Exercise data START
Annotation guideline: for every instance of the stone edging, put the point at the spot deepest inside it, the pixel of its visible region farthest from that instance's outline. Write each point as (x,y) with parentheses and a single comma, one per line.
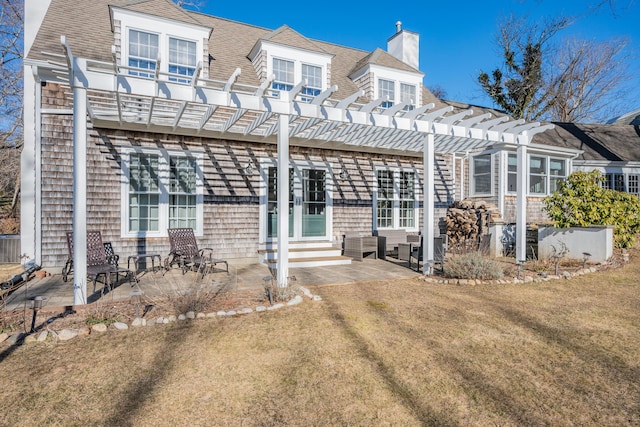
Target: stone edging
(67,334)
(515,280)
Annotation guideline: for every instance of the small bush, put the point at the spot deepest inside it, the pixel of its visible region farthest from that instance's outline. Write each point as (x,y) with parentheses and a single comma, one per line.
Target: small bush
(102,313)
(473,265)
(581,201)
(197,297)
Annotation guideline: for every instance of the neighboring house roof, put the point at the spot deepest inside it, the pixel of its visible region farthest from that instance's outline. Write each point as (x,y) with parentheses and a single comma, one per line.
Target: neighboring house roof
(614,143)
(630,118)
Exercise data END
Exercise data START
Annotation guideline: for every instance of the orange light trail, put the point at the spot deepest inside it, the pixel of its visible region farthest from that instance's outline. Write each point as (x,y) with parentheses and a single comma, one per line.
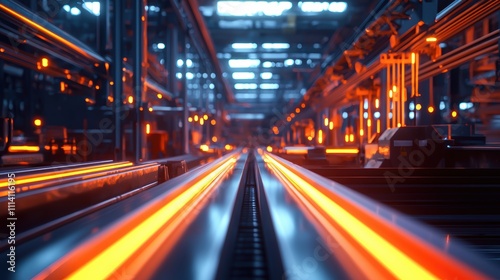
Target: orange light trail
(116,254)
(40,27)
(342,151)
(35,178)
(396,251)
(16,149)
Exercise data END
Exercise data START
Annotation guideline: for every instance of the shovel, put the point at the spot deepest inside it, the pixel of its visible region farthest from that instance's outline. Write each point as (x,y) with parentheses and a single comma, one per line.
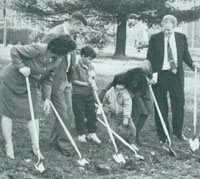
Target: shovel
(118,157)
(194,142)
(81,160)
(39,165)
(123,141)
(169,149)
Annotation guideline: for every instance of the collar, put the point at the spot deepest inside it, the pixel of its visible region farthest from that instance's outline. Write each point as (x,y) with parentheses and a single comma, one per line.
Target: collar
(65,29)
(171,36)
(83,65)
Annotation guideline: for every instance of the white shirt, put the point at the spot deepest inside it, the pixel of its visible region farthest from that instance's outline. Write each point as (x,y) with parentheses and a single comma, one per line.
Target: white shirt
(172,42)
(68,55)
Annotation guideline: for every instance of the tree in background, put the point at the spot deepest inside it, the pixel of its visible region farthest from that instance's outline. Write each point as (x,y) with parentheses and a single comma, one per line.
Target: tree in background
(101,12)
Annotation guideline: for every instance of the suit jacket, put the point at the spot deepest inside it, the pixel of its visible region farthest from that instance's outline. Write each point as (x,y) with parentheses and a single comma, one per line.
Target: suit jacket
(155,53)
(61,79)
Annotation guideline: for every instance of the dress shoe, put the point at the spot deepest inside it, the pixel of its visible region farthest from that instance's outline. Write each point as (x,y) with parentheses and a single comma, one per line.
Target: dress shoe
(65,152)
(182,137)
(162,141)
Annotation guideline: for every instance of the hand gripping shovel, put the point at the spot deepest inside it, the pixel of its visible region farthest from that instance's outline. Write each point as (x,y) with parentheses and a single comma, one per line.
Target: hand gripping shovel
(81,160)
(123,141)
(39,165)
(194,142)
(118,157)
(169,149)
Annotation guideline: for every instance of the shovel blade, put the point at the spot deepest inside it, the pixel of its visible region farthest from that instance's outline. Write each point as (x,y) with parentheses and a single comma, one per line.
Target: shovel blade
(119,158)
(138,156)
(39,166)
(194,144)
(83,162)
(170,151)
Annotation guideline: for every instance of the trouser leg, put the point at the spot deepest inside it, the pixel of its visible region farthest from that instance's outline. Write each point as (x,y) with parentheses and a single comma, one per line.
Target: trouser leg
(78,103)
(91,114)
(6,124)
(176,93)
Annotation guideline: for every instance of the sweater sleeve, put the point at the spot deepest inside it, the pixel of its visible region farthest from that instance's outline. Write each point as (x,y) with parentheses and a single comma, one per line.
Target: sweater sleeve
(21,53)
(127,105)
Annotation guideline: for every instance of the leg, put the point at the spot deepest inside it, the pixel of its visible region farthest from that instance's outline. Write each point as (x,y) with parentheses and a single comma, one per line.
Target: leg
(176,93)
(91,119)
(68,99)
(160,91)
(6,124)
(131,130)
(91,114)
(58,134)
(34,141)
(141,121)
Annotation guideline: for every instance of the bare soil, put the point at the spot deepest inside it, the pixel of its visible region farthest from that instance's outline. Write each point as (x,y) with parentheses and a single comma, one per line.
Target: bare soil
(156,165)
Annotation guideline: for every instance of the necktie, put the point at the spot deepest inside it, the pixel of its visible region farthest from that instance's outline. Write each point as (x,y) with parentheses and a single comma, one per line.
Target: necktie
Exercise data END
What is expected:
Wherever the string "necktie" occurs in the data, copy the line that holds it.

Completed exercise:
Annotation guideline: for every instance of the necktie, put the point at the spot deepest inside it, the pixel of its visible region farthest from that instance's outline. Write each point as (x,y) with parentheses and a single comma, one per line.
Target: necktie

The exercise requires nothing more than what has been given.